Data extract
---*---

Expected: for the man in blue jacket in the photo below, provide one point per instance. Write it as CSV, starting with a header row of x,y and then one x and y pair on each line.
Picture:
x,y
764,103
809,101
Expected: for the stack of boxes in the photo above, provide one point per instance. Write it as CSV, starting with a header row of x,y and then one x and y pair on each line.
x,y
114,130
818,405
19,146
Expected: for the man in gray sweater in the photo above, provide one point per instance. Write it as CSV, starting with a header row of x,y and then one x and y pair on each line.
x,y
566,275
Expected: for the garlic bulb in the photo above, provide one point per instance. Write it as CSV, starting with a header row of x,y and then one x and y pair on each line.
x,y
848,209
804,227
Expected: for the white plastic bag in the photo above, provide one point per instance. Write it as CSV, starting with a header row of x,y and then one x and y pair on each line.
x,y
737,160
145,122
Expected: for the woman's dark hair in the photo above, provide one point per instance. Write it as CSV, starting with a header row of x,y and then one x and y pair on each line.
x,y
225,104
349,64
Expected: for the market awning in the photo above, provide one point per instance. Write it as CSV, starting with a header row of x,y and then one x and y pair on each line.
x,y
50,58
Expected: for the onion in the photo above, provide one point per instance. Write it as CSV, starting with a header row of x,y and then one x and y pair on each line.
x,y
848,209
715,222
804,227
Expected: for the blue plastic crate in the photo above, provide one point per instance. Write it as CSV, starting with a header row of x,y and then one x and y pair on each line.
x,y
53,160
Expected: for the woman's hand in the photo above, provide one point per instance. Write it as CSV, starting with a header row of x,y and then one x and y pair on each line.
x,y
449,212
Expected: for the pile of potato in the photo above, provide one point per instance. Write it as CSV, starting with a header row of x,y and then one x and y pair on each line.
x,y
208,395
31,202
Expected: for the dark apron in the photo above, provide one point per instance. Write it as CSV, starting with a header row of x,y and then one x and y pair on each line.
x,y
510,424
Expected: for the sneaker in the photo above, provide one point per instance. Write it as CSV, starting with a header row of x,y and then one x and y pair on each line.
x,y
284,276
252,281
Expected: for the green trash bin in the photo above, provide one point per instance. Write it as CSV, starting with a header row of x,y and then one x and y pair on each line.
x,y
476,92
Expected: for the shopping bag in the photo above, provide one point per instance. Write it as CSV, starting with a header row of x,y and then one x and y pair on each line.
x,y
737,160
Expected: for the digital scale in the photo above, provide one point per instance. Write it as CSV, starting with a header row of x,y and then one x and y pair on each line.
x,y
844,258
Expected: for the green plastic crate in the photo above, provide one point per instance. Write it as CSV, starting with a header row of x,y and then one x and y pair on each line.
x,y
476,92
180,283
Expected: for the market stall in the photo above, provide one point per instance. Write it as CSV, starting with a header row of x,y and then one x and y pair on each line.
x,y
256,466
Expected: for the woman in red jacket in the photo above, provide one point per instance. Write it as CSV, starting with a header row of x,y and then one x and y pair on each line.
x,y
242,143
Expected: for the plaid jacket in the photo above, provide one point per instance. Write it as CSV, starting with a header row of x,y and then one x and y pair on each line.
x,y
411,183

---*---

Stated problem
Set out every line of the material above as a numbered list, omitting any blank lines.

Solution to this exercise
1. Expected: for the man in blue jacket in the photo below, provide one point per instance. Write it as CSV, starting with a header row of x,y and then one x and y pair on each line.
2. Picture:
3. x,y
4. 764,103
5. 809,101
6. Expected: for the stack of boxes in the photo above, provide one point per instance. Write it as CSV, starting with a header row of x,y and then one x and y pair on each line.
7. x,y
8. 114,130
9. 818,405
10. 19,146
11. Expected: for the man in gray sweater in the photo above, provide one point per instance. Write it as CSV, starting with a header row of x,y and then one x and y pair on each line.
12. x,y
13. 566,275
14. Expected: for the garlic bulb in the photo above, provide one point per instance. Write it as CSV, starting with a header row of x,y and then one x and y pair on each line.
15. x,y
16. 848,209
17. 804,227
18. Expected: for the white plastic bag in the photo above, provide one point per instance. Write it as CSV, starting with a header row of x,y and then one x and y pair on each line.
19. x,y
20. 737,160
21. 145,122
22. Expected: for the woman's dark hair in the photo above, provide one point per instance. Write it as CSV, starting with a header row of x,y and then one x and y pair on each line.
23. x,y
24. 225,104
25. 349,64
26. Expected: for the market awning in the photo above, provide one point per instance. Write it as CSV, starting with a header row of x,y and then one x and y pair on each line.
27. x,y
28. 50,58
29. Expected: for the onion in the photo above, provide one point per instance. Write it as CSV, starting with a header row of x,y and then one x and y pair on each line.
30. x,y
31. 848,209
32. 715,222
33. 804,227
34. Expected: for the blue plastic crate in the photo above, provide one point per instance. Write it as CSV, starting with a header row of x,y and then one x and y pair on each line.
35. x,y
36. 53,160
37. Expected: for the woman's hand in the photo above, provide one point per instance. Write it as CSV, starting with a header row of x,y and then one x and y pair on each line.
38. x,y
39. 449,212
40. Expected: for the pile of potato in the photo above, provide one point per instance. Write it as CSV, starting with a header row of x,y and then one x and y pair on each line.
41. x,y
42. 208,395
43. 31,202
44. Expected: for the dark apron in the photo above, provide one point per instance. Write it as CSV, starting with a header row of x,y and then one x and y pair on each line.
45. x,y
46. 510,424
47. Expected: for the sneaker in the photo above, provide one point per instance. Write it as CSV, starting with a header row of x,y and then one x and y pair on each line.
48. x,y
49. 284,276
50. 252,281
51. Expected: for the green trash bin in the photo above, provide one point per instance. Write it as CSV, starting with a header row of x,y and then one x and y pair on each line.
52. x,y
53. 476,92
54. Expected: for the shopping bag in the photo above, provide one point per instance. Write it as CSV, starting with a header row of x,y and then one x and y pair on each line.
55. x,y
56. 737,160
57. Expected: for the digital scale in the photo above, provide one point per instance. Write it as CSV, starting with a header row of x,y and then one x and y pair on each line.
58. x,y
59. 844,258
60. Expected: for the green plastic crate in the photo above, provide one point per instance. Write it as CSV, starting with a header row of x,y and then one x and y pair on each line.
61. x,y
62. 476,92
63. 180,283
64. Expected: for the market stall in the photo above, provide one point per instance. Write it as CSV, starting with a header row of x,y and then one x and y pair on each line.
65. x,y
66. 256,466
67. Expected: for the woman in red jacket in the photo above, provide one point per instance. Write it as CSV, starting with a header row of x,y and then one x and y pair on each line.
68. x,y
69. 242,143
70. Expected: for the plaid jacket in the photo above, provide one point per instance. Write it as CSV, starting with a header row of x,y and then one x and y pair on each line.
71. x,y
72. 411,183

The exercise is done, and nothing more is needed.